Start of DOCUMENT EXTRACT

Workers across the sector and the economy as a whole are faced, particularly at this time, with the need to limit the power of the monopolies to impose their dictate. These powerful private interests are using the conditions of the pandemic to block the workers from asserting their own rights and interests. People's lives and livelihoods are treated as just so much collateral damage. In the face of this, workers need the decisive say in decision-making, to defend their claims on the product of their own work against those who claim ownership over it.
The National Education Union (NEU) has warned that schools must have "very clear Covid-secure measures" for all staff, as Boris Johnson appealed directly to parents to send their children back to school on September 1.
The NEU called on the government to employ more teachers and secure extra teaching spaces "to allow education to continue in a Covid-secure manner if infections rise". This should "include employment of student teachers who have finished their courses and not yet found jobs, as well as mobilisation of supply staff," the union said.
But the focus on transmission to pupils not only is based on the premise that "business as usual" should be the norm, but is deliberately ignoring the concerns both of the safety of staff and of the asymptomatic and other transmission of Covid-19 in society. The fight is engaged that the reopening of schools must be safe, and it is yet to be seen what the outcome will be, particularly when government guidelines are so contradictory and changeable.
A study conducted by Public Health England, for example, found that school staff were more likely to be affected by Covid-19 than pupils. Of the 198 confirmed cases in June, the month that schools began to reopen more widely, 128 were in staff and just 70 were in children. Another example is that of a special school in Dundee, where it is reported that after reopening in line with Scottish schools earlier this month, 17 teachers, two pupils and two community contacts had contracted Covid-19, forcing the school to close.
Kevin Courtney, joint general secretary of the NEU, has said that it is "crucially important all schools have very clear Covid-secure measures, and those should apply rigorously to adults within the school. We have supported schools in ensuring that all staff have the confidence to return to a working environment which is as safe as practically possible."

End of DOCUMENT EXTRACT
Start of GIVEN ENTRIES

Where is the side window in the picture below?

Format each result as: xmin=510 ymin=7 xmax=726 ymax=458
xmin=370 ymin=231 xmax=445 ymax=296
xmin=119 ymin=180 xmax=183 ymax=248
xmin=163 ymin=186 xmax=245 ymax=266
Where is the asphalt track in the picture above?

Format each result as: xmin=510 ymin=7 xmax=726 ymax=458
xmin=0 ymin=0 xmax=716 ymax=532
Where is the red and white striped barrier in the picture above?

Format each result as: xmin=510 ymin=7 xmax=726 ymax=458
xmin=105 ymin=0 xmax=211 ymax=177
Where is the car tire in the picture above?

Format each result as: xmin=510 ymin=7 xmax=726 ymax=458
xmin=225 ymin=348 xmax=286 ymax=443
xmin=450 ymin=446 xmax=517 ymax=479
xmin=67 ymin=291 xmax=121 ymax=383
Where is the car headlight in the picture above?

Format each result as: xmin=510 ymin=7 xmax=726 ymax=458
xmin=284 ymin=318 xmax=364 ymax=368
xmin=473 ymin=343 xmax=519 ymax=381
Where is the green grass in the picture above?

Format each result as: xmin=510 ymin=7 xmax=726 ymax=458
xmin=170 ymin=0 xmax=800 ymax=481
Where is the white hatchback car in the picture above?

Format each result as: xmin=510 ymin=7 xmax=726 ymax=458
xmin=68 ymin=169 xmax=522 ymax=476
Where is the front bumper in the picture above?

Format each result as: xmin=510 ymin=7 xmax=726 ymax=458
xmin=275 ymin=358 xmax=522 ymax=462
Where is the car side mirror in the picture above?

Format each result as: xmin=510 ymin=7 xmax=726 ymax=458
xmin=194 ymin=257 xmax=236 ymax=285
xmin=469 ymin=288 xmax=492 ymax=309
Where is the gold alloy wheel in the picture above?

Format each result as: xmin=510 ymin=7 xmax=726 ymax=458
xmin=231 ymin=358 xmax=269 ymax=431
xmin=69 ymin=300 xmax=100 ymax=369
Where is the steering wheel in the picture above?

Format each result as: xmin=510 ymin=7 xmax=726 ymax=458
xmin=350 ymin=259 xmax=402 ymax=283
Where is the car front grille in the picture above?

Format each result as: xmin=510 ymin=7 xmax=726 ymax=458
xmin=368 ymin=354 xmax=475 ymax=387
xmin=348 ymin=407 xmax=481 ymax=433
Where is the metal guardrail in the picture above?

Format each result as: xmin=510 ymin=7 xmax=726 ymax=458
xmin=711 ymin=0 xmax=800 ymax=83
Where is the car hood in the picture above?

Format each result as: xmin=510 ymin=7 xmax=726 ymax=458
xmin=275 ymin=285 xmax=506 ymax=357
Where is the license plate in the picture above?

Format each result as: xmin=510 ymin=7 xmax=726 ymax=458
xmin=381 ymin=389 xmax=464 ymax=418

End of GIVEN ENTRIES

### WHAT TO DO:
(a) According to the article on reopening schools, how many of the 198 confirmed cases in June were in staff?
(b) Pick up the article on reopening schools after its last sentence and carry it further.

### TASK-BY-TASK ANSWERS:
(a) 128

(b)
Kevin Courtney continued: "Many staff, parents and students will be anxious, and face masks will help to alleviate that anxiety. It will go some way towards ensuring there is confidence amongst parents that schools are safe places, so that in-person learning can recommence for all students, which is what we all want to see."
He added that clinically extremely vulnerable people "could and should be allowed to work from home, given the extra risks they face", and called on the government to respond to advice from the World Health Organisation, which states that the over-60s and other vulnerable people should wear medical-grade masks where social distancing cannot be achieved.
It is the case that throughout the teaching profession, staff are working flat out to make sure that both pupils and staff are as safe as possible on reopening. The education unions and other teacher collectives are taking up their part in acting responsibly, discussing safety requirements, making their views known and putting measures in place. They are being put in a very difficult position by the actions - and inaction - of the government, and are fearing the extent of the burden that is being placed on their shoulders. In this context, they are seeing how important are their voices and their collectives in ensuring the future direction of education.